╭─ EXCERPTED DATA

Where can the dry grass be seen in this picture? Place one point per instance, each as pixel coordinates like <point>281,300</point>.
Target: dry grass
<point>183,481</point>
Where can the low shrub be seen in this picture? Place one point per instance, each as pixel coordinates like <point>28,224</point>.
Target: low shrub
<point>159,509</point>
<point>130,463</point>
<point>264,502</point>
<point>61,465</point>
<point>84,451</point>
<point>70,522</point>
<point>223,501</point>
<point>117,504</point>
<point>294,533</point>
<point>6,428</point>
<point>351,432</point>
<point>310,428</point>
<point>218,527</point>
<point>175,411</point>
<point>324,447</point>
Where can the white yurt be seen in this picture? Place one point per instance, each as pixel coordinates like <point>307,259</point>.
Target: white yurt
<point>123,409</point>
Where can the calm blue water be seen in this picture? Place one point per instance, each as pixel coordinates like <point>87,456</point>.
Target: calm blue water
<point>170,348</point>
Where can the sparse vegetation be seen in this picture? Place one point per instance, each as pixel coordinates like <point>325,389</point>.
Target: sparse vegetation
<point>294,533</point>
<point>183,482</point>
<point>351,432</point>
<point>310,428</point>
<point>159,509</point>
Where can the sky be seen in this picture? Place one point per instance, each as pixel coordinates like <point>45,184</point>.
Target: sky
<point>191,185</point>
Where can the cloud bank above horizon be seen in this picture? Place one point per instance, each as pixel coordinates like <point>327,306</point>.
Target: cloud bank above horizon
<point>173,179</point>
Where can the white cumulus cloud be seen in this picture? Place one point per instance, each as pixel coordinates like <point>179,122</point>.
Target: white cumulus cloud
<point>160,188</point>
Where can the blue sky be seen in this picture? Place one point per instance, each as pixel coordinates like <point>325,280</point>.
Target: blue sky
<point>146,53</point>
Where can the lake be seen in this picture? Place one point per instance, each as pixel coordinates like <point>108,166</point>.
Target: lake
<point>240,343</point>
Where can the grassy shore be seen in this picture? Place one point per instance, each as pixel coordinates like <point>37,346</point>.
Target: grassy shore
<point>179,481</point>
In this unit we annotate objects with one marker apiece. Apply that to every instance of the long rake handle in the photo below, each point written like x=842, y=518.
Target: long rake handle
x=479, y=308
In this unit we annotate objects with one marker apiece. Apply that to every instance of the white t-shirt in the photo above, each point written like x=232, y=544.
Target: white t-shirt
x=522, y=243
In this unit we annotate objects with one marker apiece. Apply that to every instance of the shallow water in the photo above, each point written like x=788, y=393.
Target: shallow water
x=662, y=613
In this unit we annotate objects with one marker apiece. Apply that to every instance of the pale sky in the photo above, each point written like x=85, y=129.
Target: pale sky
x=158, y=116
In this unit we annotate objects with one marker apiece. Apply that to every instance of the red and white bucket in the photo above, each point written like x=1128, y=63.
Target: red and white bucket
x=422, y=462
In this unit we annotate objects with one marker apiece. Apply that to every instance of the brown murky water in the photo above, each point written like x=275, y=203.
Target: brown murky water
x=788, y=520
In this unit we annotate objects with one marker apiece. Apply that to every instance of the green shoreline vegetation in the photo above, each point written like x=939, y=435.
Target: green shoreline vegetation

╰─

TASK TO CARRY OUT →
Print the listing above in full, exactly as it is.

ANSWER SECTION →
Where can the dry grass be seen in this picture? Place one point per instance, each as pixel coordinates like <point>281,300</point>.
Target: dry grass
<point>183,481</point>
Where can the low shrub be seen in this picture? Place one point per instance, each as pixel coordinates like <point>28,224</point>.
Target: low shrub
<point>159,509</point>
<point>130,463</point>
<point>264,502</point>
<point>61,465</point>
<point>84,451</point>
<point>70,522</point>
<point>223,501</point>
<point>117,504</point>
<point>294,533</point>
<point>6,428</point>
<point>351,432</point>
<point>310,428</point>
<point>218,527</point>
<point>175,411</point>
<point>324,447</point>
Where can the white yurt be seen in this picture? Place one point per instance, each as pixel coordinates like <point>307,259</point>.
Target: white yurt
<point>123,409</point>
Where can the calm blue water be seen in this picture? Place one point per instance, each as pixel coordinates like <point>87,456</point>.
Target: calm blue water
<point>170,348</point>
Where can the sparse vegetation be seen in this picture? Place one point per instance, each as pixel coordinates like <point>325,389</point>.
Target: sparse vegetation
<point>294,533</point>
<point>183,482</point>
<point>351,432</point>
<point>310,428</point>
<point>159,509</point>
Where can the sky be seen in this picture? Place one point per instance, each as pixel coordinates like <point>45,184</point>.
Target: sky
<point>191,185</point>
Where can the cloud bank above horizon be seen in this picture? Place one point per instance, each as pixel coordinates like <point>327,306</point>.
Target: cloud bank above horizon
<point>173,179</point>
Where can the white cumulus cloud be seen in this picture? Place one point per instance, each as pixel coordinates like <point>179,122</point>.
Target: white cumulus cloud
<point>160,188</point>
Where can the blue sky be seen in this picture? Place one point per instance, each as pixel coordinates like <point>325,280</point>.
Target: blue sky
<point>146,53</point>
Where can the lake be seen in this picture? Place one point per instance, each as pixel coordinates like <point>108,166</point>.
Target: lake
<point>240,343</point>
Where can the grassy shore be seen in this picture? Place one point per instance, each as pixel coordinates like <point>37,346</point>.
Target: grassy shore
<point>179,481</point>
In this unit we annotate objects with one marker apiece. Apply that to every instance of the long rake handle in the photo below, each point written like x=842, y=518.
Target: long rake handle
x=479, y=308
In this unit we annotate objects with one marker apiece. Apply that to every instance of the white t-shirt in the photo above, each point written like x=232, y=544.
Target: white t-shirt
x=522, y=243
In this unit we annotate objects with one marker apiece. Apply that to every instance of the shallow water in the photo above, each point written like x=788, y=393.
Target: shallow water
x=662, y=613
In this unit we annotate objects with one marker apiece. Apply that to every instance of the pale sky in the photo above, each point written like x=85, y=129.
Target: pale sky
x=158, y=116
In this unit we annotate objects with one marker apiece. Apply that to every instance of the red and white bucket in the photo above, each point written like x=1128, y=63.
Target: red and white bucket
x=422, y=462
In this unit we annotate objects with one marker apiece. Apply that to every instance of the brown murky water in the photo above, each point written like x=275, y=203.
Target: brown murky water
x=788, y=520
In this unit we annotate objects with one marker apiece. Apply that to every instance of the green shoreline vegetation in the photo above, each point written like x=939, y=435.
Target: green shoreline vegetation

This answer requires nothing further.